* BEGIN EXCERPT TO READ *
"Le Déserteur" (The Deserter) is a famous anti-war song written by the French poet and musician Boris Vian. It was first performed on the day of the decisive French defeat in the First Indochina War on May 7, 1954.

It was sung by Marcel Mouloudji on that day in concert, and he recorded it a week later. Its sale and broadcast were however forbidden by the French national radio committee until 1962. It was later translated into English, German (1959 by Gerd Semmer), Italian (by Luigi Tenco, Ornella Vanoni and Ivano Fossati), Spanish, Swedish ("Jag står här på ett torg" and "Desertören", both by Lars Forssell), Dutch ("De deserteur" by Peter Blanker), Polish ("Dezerter" by Wojciech Młynarski), Welsh ("Y FFoadur" by Huw Jones), Catalan, Danish, and many other languages. 
The song was recorded in French by Peter, Paul & Mary in 1966 and by Esther & Abi Ofarim for their album 2 In 3 in 1967. The song was one of four Vian songs translated into English and released as a 1983 EP by New Zealand musician Bill Direen, using the pseudonym "Feast of Frogs" (the other songs were "Snob", "I Drink", and "Hurt Me Johnny").
In the United States, Joan Baez sang it during the Vietnam War.

The song is in the form of a letter to the French president from a man explaining his reasons for refusing the call to arms and becoming a deserter.

In the late 1970s, the song was covered by nuclear protesters in Brittany, as a direct apostrophe to the fierce pro-nuclear French president Giscard d'Estaing in the Plogoff struggle.

A stanza of the song appears in Thomas Pynchon's novel V.

Several parts of the song were altered by Boris Vian at the request of and in collaboration with Michel Mouloudji, who was the only singer willing to record it. The biggest change is in the last stanza. In the original version, the deserter has a weapon and intends to defend himself against the forces of law if they pursue him. In the version of Mouloudji (used by many subsequent artists) he promises to be unarmed and be ready to die if pursued. The following is the altered French stanza and its English translation:

Si vous me poursuivez,
Prévenez vos gendarmes
Que je n'aurai pas d'armes
Et qu'ils pourront tirer.
* END EXCERPT TO READ *
* BEGIN ITEMS *
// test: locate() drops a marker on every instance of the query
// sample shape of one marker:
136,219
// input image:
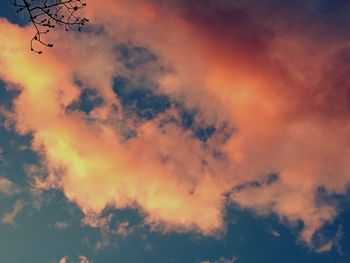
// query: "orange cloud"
257,78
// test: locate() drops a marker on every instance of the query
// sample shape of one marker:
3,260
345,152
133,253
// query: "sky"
182,131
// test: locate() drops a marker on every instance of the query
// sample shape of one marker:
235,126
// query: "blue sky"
58,224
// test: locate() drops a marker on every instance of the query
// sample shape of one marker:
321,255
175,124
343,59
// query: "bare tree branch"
47,14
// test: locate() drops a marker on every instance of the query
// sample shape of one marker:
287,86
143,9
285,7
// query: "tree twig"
47,14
* END ITEMS *
» GIVEN EXERCISE: Please state the year until which the French national radio committee forbade the sale and broadcast of "Le Déserteur," according to the text about the song.

» COMPLETED TASK: 1962